Records contained in a dataset:
⁂

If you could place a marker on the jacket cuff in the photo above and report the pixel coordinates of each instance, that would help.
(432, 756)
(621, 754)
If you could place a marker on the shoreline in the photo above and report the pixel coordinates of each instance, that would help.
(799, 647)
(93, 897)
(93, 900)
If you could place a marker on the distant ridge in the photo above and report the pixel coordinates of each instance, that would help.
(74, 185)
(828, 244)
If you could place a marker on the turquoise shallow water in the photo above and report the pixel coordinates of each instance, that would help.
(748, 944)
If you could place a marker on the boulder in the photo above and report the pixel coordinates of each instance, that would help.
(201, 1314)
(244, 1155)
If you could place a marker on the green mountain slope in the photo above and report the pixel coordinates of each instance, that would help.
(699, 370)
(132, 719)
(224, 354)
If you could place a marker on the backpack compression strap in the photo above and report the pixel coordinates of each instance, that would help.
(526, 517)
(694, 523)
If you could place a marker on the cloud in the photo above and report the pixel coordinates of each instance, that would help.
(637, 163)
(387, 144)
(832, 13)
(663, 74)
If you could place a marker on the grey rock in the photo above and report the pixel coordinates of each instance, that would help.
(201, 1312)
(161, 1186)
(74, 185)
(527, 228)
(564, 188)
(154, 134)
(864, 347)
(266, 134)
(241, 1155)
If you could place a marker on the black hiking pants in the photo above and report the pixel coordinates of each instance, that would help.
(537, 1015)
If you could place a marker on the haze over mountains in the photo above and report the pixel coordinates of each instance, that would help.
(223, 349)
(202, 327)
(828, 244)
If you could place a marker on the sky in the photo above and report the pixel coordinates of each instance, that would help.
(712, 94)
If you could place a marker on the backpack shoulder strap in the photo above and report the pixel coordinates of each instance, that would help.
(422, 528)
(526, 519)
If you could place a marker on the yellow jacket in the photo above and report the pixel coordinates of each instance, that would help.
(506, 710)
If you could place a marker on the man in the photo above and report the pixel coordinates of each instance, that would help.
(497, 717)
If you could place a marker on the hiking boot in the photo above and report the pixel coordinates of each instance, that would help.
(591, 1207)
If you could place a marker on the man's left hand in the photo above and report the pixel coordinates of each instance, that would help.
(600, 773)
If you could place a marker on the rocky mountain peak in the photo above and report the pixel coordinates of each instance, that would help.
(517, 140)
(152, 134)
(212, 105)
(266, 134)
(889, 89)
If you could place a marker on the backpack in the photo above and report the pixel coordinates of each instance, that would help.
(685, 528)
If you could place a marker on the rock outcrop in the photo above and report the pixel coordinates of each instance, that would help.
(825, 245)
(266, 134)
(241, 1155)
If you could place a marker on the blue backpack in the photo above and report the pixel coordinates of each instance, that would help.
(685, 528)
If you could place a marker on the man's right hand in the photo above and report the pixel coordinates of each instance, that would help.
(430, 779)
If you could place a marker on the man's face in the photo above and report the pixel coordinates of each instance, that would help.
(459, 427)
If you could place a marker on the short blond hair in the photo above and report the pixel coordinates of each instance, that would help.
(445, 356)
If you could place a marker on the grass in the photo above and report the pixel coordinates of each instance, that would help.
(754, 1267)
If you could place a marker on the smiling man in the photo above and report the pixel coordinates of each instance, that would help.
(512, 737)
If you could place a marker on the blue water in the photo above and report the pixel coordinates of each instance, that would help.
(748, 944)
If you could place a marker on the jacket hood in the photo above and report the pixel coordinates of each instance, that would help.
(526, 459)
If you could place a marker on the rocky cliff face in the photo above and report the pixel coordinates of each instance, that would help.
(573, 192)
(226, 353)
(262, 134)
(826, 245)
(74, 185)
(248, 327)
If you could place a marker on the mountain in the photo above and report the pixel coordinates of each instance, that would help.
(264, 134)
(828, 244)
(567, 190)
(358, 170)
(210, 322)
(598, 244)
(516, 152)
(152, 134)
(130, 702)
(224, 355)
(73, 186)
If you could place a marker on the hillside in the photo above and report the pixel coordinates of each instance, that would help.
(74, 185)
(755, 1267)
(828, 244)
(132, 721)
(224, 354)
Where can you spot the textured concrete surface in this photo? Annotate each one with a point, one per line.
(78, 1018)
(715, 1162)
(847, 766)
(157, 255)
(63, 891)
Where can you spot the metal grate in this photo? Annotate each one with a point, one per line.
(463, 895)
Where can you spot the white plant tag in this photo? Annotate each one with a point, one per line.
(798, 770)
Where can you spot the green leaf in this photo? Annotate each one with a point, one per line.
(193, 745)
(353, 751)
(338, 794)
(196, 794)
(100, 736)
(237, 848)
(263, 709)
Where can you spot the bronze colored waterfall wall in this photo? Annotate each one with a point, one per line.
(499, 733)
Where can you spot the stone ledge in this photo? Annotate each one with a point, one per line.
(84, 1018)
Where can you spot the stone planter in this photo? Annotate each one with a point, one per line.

⁂

TASK TO COMPLETE
Put down all the data once more, exactly as it appears above.

ANSWER SECTION
If you could place a marker on the jacket cuff in the photo above and report the pixel coordinates of each instance, that would help.
(432, 756)
(621, 754)
If you could place a marker on the shoreline in the photo above and report the pixel coordinates of each instance, that would help.
(799, 647)
(93, 897)
(93, 900)
If you could place a marker on the distant ridge in the photo above and report the pixel coordinates of each instance, that would help.
(74, 185)
(828, 244)
If you could place a marker on the turquoise shallow water in the photo above and report the pixel coordinates of each instance, that would help.
(748, 944)
If you could place a marker on the boulder in the photo above and report the pixel coordinates of each instance, that would help.
(201, 1314)
(244, 1155)
If you could place a marker on the green mountain slope in the photo above and report the pixel coordinates of each instance, that would help.
(699, 370)
(132, 719)
(224, 354)
If you could place a marker on the backpack compression strap in the photo above and report the pixel coordinates of each instance, that would help.
(526, 517)
(694, 523)
If you could place a marker on the cloud in the photo above and report the pixel coordinates of each instance, that would help.
(637, 163)
(387, 144)
(832, 13)
(663, 74)
If you could place a marker on the grey rock in the photo above and report the pixel coordinates of each instance, that would help.
(201, 1312)
(161, 1186)
(74, 185)
(527, 228)
(564, 188)
(154, 134)
(864, 347)
(266, 134)
(241, 1155)
If you could place a marker on the black hiking pants in the photo above and report the pixel coordinates of each instance, that would help.
(537, 1015)
If you could place a marker on the haze over mountains in the photo above and report the pixel coordinates of each instance, that would help.
(223, 349)
(202, 327)
(828, 244)
If you could place a marker on the sky in the photo above and report the pixel coordinates of each instance, that would help.
(712, 94)
If you could place a marker on the backpack shoulder strap in the photo above and report the pixel coordinates of each instance, that would help.
(422, 528)
(526, 519)
If you could place a marker on the yellow jacket in the photo above and report the pixel coordinates of each instance, that would help.
(506, 710)
If you could place a marker on the man in the photo above and report the pixel coordinates of each instance, that would help.
(497, 717)
If you could place a marker on the hiking boot in the photo above and report the pixel coordinates of each instance, that would help.
(591, 1207)
If you could place a marker on the man's left hand in the photo above and report the pixel coordinates of each instance, that would help.
(600, 773)
If you could place a marker on the rocky mountain peak in the photo above and report the pixel coordinates of each instance, that would help.
(517, 140)
(152, 134)
(212, 105)
(266, 134)
(889, 89)
If you could place a marker on the backpack in the photo above and report the pixel coordinates of each instance, that would help.
(685, 528)
If you could place a marker on the rock outcrop in the photo above and report the pixel coordinates of each instance, that would help.
(825, 245)
(266, 134)
(241, 1155)
If you could place a marker on the blue backpack in the photo above and report the pixel coordinates of each instance, that would help.
(685, 528)
If you could place a marker on the man's right hand in the photo above and report the pixel coordinates of each instance, that would help.
(430, 779)
If you could place a marker on the man's face in the photo above and report the pixel coordinates of each instance, that would help.
(459, 427)
If you could place a marker on the short blond hair in the photo above and report the pixel coordinates of each instance, that would help.
(445, 356)
If you could place a marker on the grass in the photo above and report the pixel coordinates of each instance, that would help.
(754, 1267)
If you could place a marker on the smiling man in the photo above and report the pixel coordinates of each instance, that would help.
(512, 737)
If you could place a marker on the blue water in the photo above and report the pixel coordinates of each instance, that would help.
(748, 944)
If you could place a marker on the jacket hood in the photo above and report the pixel coordinates of each instance, that would help.
(526, 459)
If you could place a marker on the rocky cliff face in the photo above and report the pixel coordinates of each instance, that would help.
(573, 192)
(226, 353)
(262, 134)
(826, 245)
(74, 185)
(248, 327)
If you could place a marker on the mountain in the photo above and report the pixel coordinates of each instance, that would help.
(264, 134)
(828, 244)
(567, 190)
(358, 170)
(210, 322)
(598, 244)
(516, 152)
(152, 134)
(130, 702)
(224, 355)
(73, 186)
If you could place a marker on the hillside in the photo above and report the pixel coordinates of each instance, that would help.
(74, 185)
(755, 1267)
(828, 244)
(132, 721)
(224, 354)
Where can you spot the textured concrete surface in this photo? Annotate each one with a point, one per line.
(78, 1018)
(715, 1162)
(847, 766)
(157, 255)
(63, 891)
Where can you spot the metal grate in this photo? Annotate each one with a point, one per line.
(463, 895)
Where can you spot the white plant tag in this photo? Annotate each one with a point, one per line.
(798, 770)
Where can you spot the green leaf in this photo? Annotate each one with a point, one per line.
(193, 745)
(353, 751)
(338, 794)
(196, 794)
(100, 736)
(237, 848)
(263, 709)
Where can you spot the bronze colored waterfall wall in this photo? Annotate each one with a point, one per line.
(499, 733)
Where can you spot the stone ledge in this photo? Annotate each one with a point, one per line.
(84, 1018)
Where can you spot the stone planter in this photo? Annotate each one with a point, one per line.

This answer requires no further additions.